In the Key Ingredient text below, what ingredient was Brian Jupiter challenged to use?

[PASSAGE PROVIDED]:
────
Key Ingredient was a multimedia cooking series produced by then-Reader staffer Julia Thiel and food writer/filmmaker Michael Gebert from 2010-2018 in which Chicago’s baddest chefs challenged their colleagues to redeem unusual, underappreciated, or often abhorrent ingredients by showcasing them in beautiful plated dishes that might or might not have been edible.
The chef: Brian Jupiter, Ina Mae Tavern, Frontier
The challenger: Erick Williams, Virtue Restaurant
The ingredient: dry-ass chicken breast
“We always have some leftover chicken,” says Brian Jupiter, who’s been frying plenty of it at Ina Mae Tavern throughout the pandemic.
So he was unfazed when Virtue’s Erick Williams challenged him with “dry-ass chicken breast.” “The first thing you’re trying to do is add some sauce to it,” Jupiter says. “That’s the easy way out.”
────
[EXTRACTED DATA]:
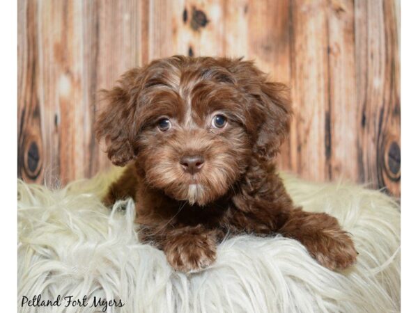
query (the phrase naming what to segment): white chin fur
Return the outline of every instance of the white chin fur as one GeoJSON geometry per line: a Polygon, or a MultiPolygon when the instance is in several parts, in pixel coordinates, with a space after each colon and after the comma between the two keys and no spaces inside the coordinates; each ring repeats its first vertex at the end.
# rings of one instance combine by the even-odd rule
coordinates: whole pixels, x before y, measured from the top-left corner
{"type": "Polygon", "coordinates": [[[201,198],[203,192],[202,185],[200,184],[191,184],[189,185],[189,191],[187,192],[187,200],[190,204],[199,202],[199,198],[201,198]]]}

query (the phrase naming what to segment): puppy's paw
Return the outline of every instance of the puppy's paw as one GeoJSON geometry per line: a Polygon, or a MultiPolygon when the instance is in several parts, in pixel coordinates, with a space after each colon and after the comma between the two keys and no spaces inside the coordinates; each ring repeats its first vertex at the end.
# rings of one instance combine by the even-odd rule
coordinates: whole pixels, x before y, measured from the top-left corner
{"type": "Polygon", "coordinates": [[[208,234],[179,236],[164,250],[170,265],[185,273],[205,268],[216,259],[215,239],[208,234]]]}
{"type": "Polygon", "coordinates": [[[321,265],[331,270],[350,266],[358,254],[350,236],[341,230],[319,232],[304,244],[321,265]]]}

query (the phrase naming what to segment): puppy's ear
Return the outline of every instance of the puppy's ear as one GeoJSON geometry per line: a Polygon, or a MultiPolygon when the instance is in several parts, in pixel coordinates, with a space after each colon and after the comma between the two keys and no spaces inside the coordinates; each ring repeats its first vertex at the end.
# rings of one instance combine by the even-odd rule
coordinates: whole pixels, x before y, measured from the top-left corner
{"type": "Polygon", "coordinates": [[[279,152],[289,133],[292,109],[286,85],[263,82],[261,91],[258,99],[264,118],[258,128],[256,149],[260,156],[270,159],[279,152]]]}
{"type": "Polygon", "coordinates": [[[95,122],[95,131],[98,141],[104,138],[107,156],[116,166],[123,166],[135,156],[134,115],[141,76],[141,69],[130,70],[112,89],[101,90],[104,108],[95,122]]]}
{"type": "Polygon", "coordinates": [[[249,97],[249,112],[256,124],[252,127],[256,132],[254,152],[270,159],[289,132],[292,109],[288,88],[283,83],[267,81],[267,75],[253,62],[231,60],[227,67],[249,97]]]}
────
[RESULT OF THE EXERCISE]: Dry-ass chicken breast.